Transcribe the data in full; each line must match exactly.
____
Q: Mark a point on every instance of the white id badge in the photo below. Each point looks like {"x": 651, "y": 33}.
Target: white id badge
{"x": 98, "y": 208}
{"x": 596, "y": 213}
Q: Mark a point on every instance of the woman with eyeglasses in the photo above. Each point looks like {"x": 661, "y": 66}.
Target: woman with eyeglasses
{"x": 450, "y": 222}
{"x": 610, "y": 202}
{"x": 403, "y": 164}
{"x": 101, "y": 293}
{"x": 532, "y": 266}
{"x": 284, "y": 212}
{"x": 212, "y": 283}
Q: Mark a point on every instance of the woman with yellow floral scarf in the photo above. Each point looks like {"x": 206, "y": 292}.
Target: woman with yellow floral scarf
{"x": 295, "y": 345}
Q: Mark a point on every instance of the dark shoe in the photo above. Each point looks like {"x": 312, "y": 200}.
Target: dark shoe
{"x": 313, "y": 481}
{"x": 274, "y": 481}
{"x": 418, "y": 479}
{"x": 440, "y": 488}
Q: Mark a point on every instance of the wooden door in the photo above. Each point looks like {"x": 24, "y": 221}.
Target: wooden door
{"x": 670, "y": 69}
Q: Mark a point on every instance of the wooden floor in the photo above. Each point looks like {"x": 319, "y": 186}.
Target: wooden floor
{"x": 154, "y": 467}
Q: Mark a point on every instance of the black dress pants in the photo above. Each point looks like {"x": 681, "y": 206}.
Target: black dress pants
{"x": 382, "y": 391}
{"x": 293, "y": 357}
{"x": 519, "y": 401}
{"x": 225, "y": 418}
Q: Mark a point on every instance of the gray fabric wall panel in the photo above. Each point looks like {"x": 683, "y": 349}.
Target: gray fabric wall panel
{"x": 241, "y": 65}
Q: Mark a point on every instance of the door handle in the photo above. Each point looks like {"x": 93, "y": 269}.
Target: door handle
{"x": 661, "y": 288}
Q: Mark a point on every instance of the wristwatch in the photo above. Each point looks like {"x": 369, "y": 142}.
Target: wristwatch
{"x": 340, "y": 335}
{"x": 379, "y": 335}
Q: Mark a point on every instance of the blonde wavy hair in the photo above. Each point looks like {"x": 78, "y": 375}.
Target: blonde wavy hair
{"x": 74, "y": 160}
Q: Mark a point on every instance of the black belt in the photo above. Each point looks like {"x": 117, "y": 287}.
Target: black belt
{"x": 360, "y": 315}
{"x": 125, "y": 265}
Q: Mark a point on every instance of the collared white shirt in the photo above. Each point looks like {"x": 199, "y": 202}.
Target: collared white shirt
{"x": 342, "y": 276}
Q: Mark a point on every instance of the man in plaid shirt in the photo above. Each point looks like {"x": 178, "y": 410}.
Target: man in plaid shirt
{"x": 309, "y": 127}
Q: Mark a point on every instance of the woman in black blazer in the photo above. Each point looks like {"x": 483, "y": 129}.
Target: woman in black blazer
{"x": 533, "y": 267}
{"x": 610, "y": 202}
____
**Exercise result:**
Q: Mark a point on every instance of the white id badge in the photo below. Each point looks like {"x": 651, "y": 33}.
Target: white id badge
{"x": 98, "y": 208}
{"x": 596, "y": 213}
Q: Mark a point on every instance of the woman with eyeglasses in the photo above. Each point looks like {"x": 661, "y": 66}.
Target: woman with eyeglasses
{"x": 450, "y": 222}
{"x": 610, "y": 202}
{"x": 403, "y": 164}
{"x": 101, "y": 293}
{"x": 532, "y": 266}
{"x": 284, "y": 212}
{"x": 212, "y": 283}
Q: Mark a point on every instance of the woman with yellow floral scarf in the photo above. Each point looks like {"x": 206, "y": 292}.
Target: woman with yellow floral scarf
{"x": 295, "y": 345}
Q: Mark a point on every instance of the dark shoe in the photo above. Each point looks like {"x": 312, "y": 200}.
Target: dark shoe
{"x": 313, "y": 481}
{"x": 274, "y": 481}
{"x": 418, "y": 479}
{"x": 440, "y": 488}
Q: Mark a point on every instance of the wooden door in the photo above. Each point looks like {"x": 24, "y": 221}.
Target: wooden door
{"x": 670, "y": 69}
Q: Mark a point on every instance of the wooden floor in the photo above. Each point looks like {"x": 319, "y": 186}.
Target: wooden floor
{"x": 154, "y": 467}
Q: Mark a point on every instance of the black dress pants in the photo above. Each point looks like {"x": 681, "y": 206}.
Target: black dress pants
{"x": 382, "y": 391}
{"x": 293, "y": 357}
{"x": 519, "y": 401}
{"x": 225, "y": 418}
Q: Mark a point on every instance of the gray fabric wall panel in the photo above. Each point looks like {"x": 683, "y": 349}.
Target: gray fabric wall panel
{"x": 241, "y": 65}
Q: Mark a point on every instance of the door handle in the photo above. Each point looks like {"x": 93, "y": 269}.
Target: door handle
{"x": 661, "y": 288}
Q: Mark a point on every instance of the wristwatch in the photo above. Each point looks like {"x": 369, "y": 142}.
Target: wristwatch
{"x": 340, "y": 335}
{"x": 379, "y": 335}
Q: Mark a point on every instance of the blonde wavy hair in the photo above. Each point looks like {"x": 78, "y": 375}.
Target: blonde wavy hair
{"x": 74, "y": 160}
Q: Mark a point on every instance of the black belt in the photo above. Each point looks like {"x": 117, "y": 287}.
Target: black belt
{"x": 360, "y": 315}
{"x": 125, "y": 265}
Q: Mark a point on every instance of the collared white shirt in the photo above. Each point looks like {"x": 199, "y": 202}.
Target: collared white shirt
{"x": 342, "y": 276}
Q: Mark a point on every instance of the man in plaid shirt in the photo above. Each point looks like {"x": 178, "y": 410}.
Target: man in plaid shirt
{"x": 309, "y": 127}
Q: Mark a point on every instance of the woman in black blazer in the photo above. Each point looks like {"x": 483, "y": 129}.
Target: woman in black blazer
{"x": 533, "y": 267}
{"x": 610, "y": 202}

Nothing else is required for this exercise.